• _Document extract_
·····

Last week we talked about how to set-up a user-generated content (UGC) campaign.

Today, we are going to look at how to execute it with the PESO Model™and what to measure.

Often when people think about UGC, they think social media. And while social media needs to play an important role in any user-generated content, it shouldn’t be the only part.

Enter the PESO Model!

<cue Superman theme song.>

To maximize the results of your user-generated content campaign, you need to use the PESO model.

Here’s how…..

Owned Media in a User-Generated Content Campaign

Even if your campaign is completely hosted on a social channel, you must, must, must start with owned media.

Owned media is the alpha and omega.

Start there.

End there.

Send people there in between.

Why?

Say it all together kids: YOU OWN IT!

Yay! Gold stars all around.

If Your Campaign is Hosted on Social….

Start with a blog post to announce the campaign.

Do this about two weeks before the launch of the campaign (longer if people need more time to prepare).

Make it an R&R post: rules and rewards.

  • Outline the timeline and what people need to do. If it’s a contest, spell out how winners are chosen and what the reward is.
  • Let people know what they can do to prepare and rally the troops (this is especially true if it’s a contest).
  • Announce the UGC hashtag and what platforms the campaign will be hosted on.
  • Add an opt-in form for people to sign-up to be notified when the campaign launches and updates (because now you are collecting qualified leads and potential influencers who you can get excited and rally to spread the word about your campaign).

And while the rules, logistics, and rewards of the campaign are crucial (logistically and legally) to outline clearly, most important is to tell a story.

Why does it matter? What’s the purpose of this campaign? Why should your community care?

You might even think about doing a video with your team or several influencers in your industry to tell the story.

Once you publish the post:

  • Distribute it broadly through your social community.
  • Especially if your user-generated content campaign is hosted on Facebook or Instagram, sponsor your post and/or do an ad which points to it.

If Your Campaign is Hosted on Your Website…

If your campaign is hosted on your website—your community will submit content to you—follow the same above but direct them to the landing page where they’ll submit their images/content instead.

Outline the UGC Journey

In last week’s article, we looked at the goals and objectives of the campaign.

From that you should be able to clearly map out what you want the user journey to be.

Draw it on a piece of paper.

This will allow you to take a birds-eye view and understand what other elements you need to add to your website to keep that journey fluid and forward-moving.

It will also help you see the role shared, earned, and paid media play to push users down the ideal path.

Distribute and Build Excitement through Shared, Earned, and Paid Media

Shared, earned, and paid media need to play a huge role in how you share, engage, and grow your community.

Way too often organizations fail (or short-change success) at user-generated content campaigns because they don’t integrate them through all of the channels.

Owned media is your operation headquarters, but shared, earned, and paid are your troops on the ground.

This includes both your own work through these channels and the work you coordinate with influencers.

Influencer Success with the PESO Model

Influencer relationships shouldn’t just be confined to the social world.

Your work with them on your user-generated content campaign can, and should, extend across all networks.

·····

• _Provided records_
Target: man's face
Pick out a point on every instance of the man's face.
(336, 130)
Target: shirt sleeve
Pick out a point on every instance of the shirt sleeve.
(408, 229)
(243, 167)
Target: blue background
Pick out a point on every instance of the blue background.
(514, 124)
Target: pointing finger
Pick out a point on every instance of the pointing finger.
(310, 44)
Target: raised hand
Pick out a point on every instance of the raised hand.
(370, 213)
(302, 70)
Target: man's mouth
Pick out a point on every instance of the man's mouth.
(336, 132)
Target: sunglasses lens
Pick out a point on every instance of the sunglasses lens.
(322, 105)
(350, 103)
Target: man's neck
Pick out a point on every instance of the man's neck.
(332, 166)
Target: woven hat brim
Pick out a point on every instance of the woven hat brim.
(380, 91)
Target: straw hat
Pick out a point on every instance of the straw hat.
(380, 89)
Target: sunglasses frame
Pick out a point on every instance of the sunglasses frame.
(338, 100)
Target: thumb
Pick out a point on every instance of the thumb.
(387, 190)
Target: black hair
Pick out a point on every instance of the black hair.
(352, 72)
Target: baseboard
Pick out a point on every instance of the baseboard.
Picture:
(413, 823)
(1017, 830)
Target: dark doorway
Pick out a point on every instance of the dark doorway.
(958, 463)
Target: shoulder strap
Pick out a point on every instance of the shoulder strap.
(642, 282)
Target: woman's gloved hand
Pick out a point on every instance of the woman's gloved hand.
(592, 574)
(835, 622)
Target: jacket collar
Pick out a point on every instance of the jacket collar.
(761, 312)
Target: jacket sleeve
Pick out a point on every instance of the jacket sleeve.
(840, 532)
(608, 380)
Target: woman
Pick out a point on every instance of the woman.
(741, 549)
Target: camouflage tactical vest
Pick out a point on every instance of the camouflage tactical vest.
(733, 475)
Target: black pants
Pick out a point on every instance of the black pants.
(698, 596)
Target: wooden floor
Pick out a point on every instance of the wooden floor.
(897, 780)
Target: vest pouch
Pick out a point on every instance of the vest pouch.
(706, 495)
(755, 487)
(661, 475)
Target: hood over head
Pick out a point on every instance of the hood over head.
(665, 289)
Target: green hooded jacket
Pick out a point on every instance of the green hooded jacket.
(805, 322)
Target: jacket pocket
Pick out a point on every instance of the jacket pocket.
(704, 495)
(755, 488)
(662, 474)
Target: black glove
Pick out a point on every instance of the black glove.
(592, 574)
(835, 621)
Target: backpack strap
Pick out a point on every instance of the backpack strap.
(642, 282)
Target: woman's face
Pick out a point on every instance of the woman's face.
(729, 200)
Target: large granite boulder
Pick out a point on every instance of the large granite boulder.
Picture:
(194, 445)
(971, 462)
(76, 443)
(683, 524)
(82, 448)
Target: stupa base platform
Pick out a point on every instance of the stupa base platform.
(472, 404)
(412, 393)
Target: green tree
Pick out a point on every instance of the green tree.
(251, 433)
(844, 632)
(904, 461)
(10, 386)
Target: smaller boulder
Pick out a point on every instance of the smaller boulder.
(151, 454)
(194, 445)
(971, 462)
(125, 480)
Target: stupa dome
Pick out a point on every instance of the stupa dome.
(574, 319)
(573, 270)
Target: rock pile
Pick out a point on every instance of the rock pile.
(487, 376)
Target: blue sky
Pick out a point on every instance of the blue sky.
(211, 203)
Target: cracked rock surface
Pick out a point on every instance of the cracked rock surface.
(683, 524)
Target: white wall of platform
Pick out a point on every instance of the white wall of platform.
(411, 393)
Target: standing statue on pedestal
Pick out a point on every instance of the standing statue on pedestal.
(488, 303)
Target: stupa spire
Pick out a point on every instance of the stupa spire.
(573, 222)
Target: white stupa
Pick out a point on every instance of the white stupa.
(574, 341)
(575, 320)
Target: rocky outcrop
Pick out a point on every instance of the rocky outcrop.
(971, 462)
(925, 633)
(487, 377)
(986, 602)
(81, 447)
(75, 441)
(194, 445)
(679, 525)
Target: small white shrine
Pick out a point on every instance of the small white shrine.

·····

• _Directives_
(A) In the article on user-generated content campaigns, how long before the campaign launch should the announcement blog post be published?
(B) Shorten the paragraph beginning "If your campaign is hosted on your website" from the article on user-generated content campaigns, keeping its main facts.

• _Expected responses_
(A) About two weeks before the launch, or longer if people need more time to prepare.

(B) When the campaign runs on your website and your community submits content to you, follow the same steps, but send people to the landing page where they submit their images or content.